===== Supplied text =====

Rand was appalled by this system. She was appalled not merely by its visible effects on herself and the people she knew. She was appalled by the underlying ideology of communism, especially the ideas of moral collectivism that made communism possible and were used to justify it as a noble ideal. Even as a child, she knew there was something horribly wrong in the idea of sacrificing the individual to the collective, breaking eggs to make an omelet.
Her first published novel, We the Living, offers a portrait of Russia in those years and of the crushing effects of communism on people of ability, ambition, and independent spirit. But Atlas is her fullest and deepest portrayal of the issues involved. It goes far beyond the specifics of any particular type of system—communist, fascist, communitarian, whatever—to deal with the essence of collectivism.

=====

**What to do**
1. Answer these about the Rand passage:
(a) What was the title of Rand's first published novel?
(b) What image does the Rand passage pair with "sacrificing the individual to the collective"?
(c) Which work does the Rand passage call her fullest and deepest portrayal of the issues involved?
2. Could you carry the Rand passage further, beginning right after its final sentence?
The items placed after the Rand passage aren't needed for anything here.

===== Record excerpts =====

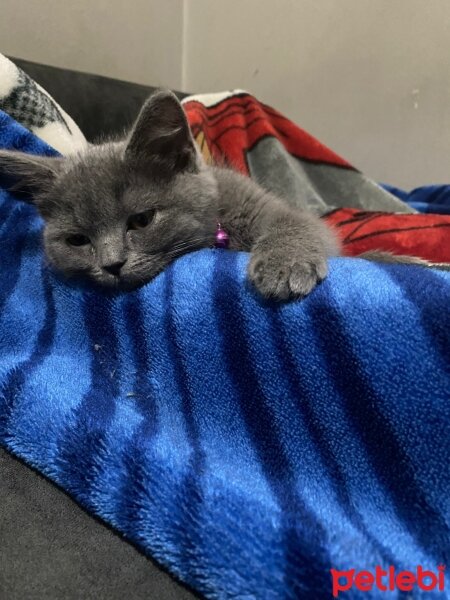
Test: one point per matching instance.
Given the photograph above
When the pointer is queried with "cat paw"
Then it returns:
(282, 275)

=====
===== Record excerpts =====

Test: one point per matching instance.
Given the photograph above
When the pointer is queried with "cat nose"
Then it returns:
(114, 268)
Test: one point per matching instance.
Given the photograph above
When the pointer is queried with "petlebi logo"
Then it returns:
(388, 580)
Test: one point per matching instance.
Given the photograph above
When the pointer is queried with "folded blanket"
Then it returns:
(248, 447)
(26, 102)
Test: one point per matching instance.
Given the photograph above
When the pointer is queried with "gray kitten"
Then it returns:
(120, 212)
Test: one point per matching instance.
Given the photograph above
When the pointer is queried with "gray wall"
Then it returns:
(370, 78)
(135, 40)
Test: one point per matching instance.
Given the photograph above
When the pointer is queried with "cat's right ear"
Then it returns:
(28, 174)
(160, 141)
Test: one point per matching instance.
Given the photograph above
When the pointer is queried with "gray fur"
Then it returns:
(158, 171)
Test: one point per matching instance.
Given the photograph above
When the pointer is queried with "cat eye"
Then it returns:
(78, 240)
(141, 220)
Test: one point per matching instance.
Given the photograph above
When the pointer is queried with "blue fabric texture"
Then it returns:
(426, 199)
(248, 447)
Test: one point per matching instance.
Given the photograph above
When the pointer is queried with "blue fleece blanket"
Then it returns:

=====
===== Record excerpts =====

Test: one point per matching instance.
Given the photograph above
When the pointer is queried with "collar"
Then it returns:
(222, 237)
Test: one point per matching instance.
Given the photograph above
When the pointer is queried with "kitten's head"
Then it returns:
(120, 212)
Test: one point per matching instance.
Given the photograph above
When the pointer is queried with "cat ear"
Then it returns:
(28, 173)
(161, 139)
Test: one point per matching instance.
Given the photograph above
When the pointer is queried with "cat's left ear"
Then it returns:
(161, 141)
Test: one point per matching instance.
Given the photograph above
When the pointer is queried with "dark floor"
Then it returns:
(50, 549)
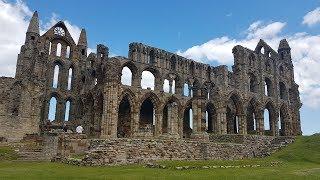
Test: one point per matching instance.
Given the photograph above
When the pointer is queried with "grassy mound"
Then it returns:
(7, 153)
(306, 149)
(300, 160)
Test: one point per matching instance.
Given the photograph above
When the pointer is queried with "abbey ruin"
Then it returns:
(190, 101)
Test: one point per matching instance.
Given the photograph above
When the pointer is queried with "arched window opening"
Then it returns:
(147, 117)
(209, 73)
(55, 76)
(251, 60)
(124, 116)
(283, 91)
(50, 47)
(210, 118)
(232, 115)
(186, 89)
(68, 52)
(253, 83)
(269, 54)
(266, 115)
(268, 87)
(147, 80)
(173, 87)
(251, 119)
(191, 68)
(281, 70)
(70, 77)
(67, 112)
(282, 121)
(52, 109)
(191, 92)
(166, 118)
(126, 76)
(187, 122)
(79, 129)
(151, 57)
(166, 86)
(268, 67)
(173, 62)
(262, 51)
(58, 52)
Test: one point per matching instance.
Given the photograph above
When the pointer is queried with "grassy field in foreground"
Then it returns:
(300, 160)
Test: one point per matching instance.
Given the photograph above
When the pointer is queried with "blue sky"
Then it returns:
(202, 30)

=====

**Expected results**
1.
(a) We the Living
(b) Breaking eggs to make an omelet
(c) Atlas

2.
And, more importantly, to present the essence of individualism, including the capitalism system of economic freedom. What she meant by capitalism is not the mixed economy characteristic of all the industrialized countries, in which the government consumes a third or more of all production, and heavily regulates the rest. She meant laissez-faire, “with a separation of state and economics, in the same way and for the same reasons as the separation of state and church." The function of government is solely to protect individual rights, including property rights. When it redistributes wealth, nationalizes industries, or regulates voluntary transactions among consenting adults, it commits the moral fallacy of socialism, the fallacy of treating the individual as a means to the collective good.
Rand's great achievement was to offer a vision of capitalism as a moral ideal. Her characters illustrate the virtues of rationality, production, and trade—and the vices of parasitism and power. The narrative dramatizes the struggle of producers against parasites and predators, and traces the consequences of that struggle across a whole society. And the meaning of these events is put into words, in speeches by various characters that lay out a new philosophy and moral code of individualism. In its characters, its plot and its philosophical themes, Atlas is about a new revolution, a capitalist revolution. It is truly The Capitalist Manifesto.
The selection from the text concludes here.